▶ Exercice 1
Répondez à partir de l'extrait fourni :
(a) En quelle année l'association a-t-elle publié un réquisitoire contre les centres fermés ?
(b) Selon l'extrait, de quoi la politique d'enfermement est-elle le produit ?
(c) Quelle organisation reconnaît et valorise la fonction des grandes associations des droits humains ?

▶ Extrait fourni

——————————

Ça fait pour­tant déjà quelques années qu’AI s’interroge sur cer­taines pra­tiques en vigueur chez nous. Ain­si, en 2009, l’association publia un réqui­si­toire contre les centres fer­més et le sort fait aux migrants en situa­tion irré­gu­lière. Le rap­port d’AI consti­tue tou­jours, à ce jour, la ten­ta­tive la plus abou­tie dans l’élaboration d’alternatives pra­tiques à l’enfermement. Malaise géné­ral, puisque la poli­tique d’enfermement est le pro­duit de déci­sions démo­cra­tiques du par­le­ment, en Bel­gique comme ailleurs en Europe. Mais c’est exac­te­ment là la fonc­tion des grandes asso­cia­tions des droits humains, telle qu’elle est d’ailleurs recon­nue et valo­ri­sée par les Nations unies : il ne faut pas attendre des majo­ri­tés, même démo­cra­tiques, qu’elles res­pectent spon­ta­né­ment les droits des groupes mino­ri­taires ; voi­là pour­quoi des ins­ti­tu­tions indé­pen­dantes sont indis­pen­sables, même si elles sont le poil à grat­ter des États dont elles épinglent la poli­tique qui, à tous les coups, pro­testent de leur bonne foi et stig­ma­tisent l’ingérence d’une asso­cia­tion qui se mêle de ce qu’elle ne com­prend pas, voire « se dis­cré­dite comme ins­ti­tu­tion dont la force morale consti­tue le prin­ci­pal levier politique ».

——————————

▶ Exercice 2
Dans les enregistrements, réécrivez les lignes situées entre celle qui contient « the wooden dining » et celle qui contient « [[618, 113], [570, 113]] », bornes incluses, en substituant « glass lamp shade » à « glass light shade » et sans rien modifier d'autre.

▶ Extraits de données
——————————

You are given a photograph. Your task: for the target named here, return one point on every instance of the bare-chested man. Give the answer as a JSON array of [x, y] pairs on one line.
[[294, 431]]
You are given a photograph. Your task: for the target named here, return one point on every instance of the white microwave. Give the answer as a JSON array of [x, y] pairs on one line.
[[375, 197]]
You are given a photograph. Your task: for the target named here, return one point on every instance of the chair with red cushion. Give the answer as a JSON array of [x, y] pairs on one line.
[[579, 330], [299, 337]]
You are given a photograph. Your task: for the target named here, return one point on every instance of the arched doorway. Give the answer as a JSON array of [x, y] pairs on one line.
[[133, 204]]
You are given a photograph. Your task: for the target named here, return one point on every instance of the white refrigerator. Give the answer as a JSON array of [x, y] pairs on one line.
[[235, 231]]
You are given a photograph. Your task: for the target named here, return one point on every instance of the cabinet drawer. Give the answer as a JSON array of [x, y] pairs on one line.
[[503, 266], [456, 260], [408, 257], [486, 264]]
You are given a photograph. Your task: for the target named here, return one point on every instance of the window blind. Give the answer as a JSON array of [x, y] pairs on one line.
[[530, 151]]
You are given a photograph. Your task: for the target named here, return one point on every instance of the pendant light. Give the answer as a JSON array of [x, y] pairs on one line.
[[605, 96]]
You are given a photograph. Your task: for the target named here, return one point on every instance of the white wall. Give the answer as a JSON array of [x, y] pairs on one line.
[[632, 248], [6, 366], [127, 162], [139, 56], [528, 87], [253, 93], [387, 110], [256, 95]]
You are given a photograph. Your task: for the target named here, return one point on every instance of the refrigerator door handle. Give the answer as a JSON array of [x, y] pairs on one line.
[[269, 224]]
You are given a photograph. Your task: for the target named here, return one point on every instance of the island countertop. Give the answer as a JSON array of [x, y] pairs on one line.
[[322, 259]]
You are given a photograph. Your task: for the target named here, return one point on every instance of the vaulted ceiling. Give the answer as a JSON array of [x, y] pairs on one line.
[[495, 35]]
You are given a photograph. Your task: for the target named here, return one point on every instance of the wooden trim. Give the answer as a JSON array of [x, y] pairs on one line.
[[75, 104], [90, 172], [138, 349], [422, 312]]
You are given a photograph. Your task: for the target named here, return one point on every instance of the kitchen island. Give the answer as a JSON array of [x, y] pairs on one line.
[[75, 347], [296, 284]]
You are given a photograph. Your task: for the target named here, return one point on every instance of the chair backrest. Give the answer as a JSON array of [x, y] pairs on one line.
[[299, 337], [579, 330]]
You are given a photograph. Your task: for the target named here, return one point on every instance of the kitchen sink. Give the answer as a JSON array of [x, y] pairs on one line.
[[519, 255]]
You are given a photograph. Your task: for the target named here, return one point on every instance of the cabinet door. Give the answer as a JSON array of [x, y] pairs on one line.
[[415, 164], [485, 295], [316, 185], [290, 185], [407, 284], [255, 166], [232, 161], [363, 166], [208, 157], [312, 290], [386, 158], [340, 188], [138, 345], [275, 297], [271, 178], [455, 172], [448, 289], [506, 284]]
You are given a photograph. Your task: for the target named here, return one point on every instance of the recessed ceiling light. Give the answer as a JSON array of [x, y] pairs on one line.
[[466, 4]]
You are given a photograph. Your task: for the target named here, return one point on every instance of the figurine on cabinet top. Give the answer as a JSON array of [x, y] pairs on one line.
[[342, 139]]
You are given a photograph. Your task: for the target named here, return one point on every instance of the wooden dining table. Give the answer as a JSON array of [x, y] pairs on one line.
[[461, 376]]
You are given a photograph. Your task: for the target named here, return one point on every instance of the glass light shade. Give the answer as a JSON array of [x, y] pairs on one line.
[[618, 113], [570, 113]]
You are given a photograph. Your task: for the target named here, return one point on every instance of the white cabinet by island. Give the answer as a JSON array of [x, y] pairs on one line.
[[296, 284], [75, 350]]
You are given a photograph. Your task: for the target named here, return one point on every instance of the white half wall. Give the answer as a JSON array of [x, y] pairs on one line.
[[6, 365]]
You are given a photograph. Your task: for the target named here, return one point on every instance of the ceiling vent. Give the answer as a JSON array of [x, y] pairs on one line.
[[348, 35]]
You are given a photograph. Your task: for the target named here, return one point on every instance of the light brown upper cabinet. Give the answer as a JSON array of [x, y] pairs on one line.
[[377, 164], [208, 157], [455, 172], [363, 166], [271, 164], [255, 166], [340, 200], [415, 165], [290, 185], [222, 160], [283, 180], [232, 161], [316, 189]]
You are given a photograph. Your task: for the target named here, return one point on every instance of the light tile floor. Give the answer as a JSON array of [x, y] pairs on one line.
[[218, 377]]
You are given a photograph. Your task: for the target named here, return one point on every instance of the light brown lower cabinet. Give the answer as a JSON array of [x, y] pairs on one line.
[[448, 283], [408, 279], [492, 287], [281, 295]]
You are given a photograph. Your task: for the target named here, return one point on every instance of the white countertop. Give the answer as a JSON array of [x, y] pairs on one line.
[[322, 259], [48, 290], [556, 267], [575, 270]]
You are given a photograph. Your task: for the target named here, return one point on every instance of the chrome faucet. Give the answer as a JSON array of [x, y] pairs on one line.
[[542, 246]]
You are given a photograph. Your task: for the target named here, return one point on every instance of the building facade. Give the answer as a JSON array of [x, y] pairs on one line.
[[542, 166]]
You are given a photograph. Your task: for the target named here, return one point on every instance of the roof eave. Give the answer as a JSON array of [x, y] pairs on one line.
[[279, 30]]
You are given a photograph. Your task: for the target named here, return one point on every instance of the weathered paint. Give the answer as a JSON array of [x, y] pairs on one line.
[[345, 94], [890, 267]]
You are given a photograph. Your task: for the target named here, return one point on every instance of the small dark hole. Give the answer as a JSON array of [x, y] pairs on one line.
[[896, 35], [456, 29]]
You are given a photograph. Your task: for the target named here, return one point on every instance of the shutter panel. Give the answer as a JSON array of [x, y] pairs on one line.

——————————

▶ Résultat attendu 1
(a) En 2009.
(b) De décisions démocratiques du parlement.
(c) Les Nations unies.

▶ Résultat attendu 2
You are given a photograph. Your task: for the target named here, return one point on every instance of the wooden dining table. Give the answer as a JSON array of [x, y] pairs on one line.
[[461, 376]]
You are given a photograph. Your task: for the target named here, return one point on every instance of the glass lamp shade. Give the answer as a JSON array of [x, y] pairs on one line.
[[618, 113], [570, 113]]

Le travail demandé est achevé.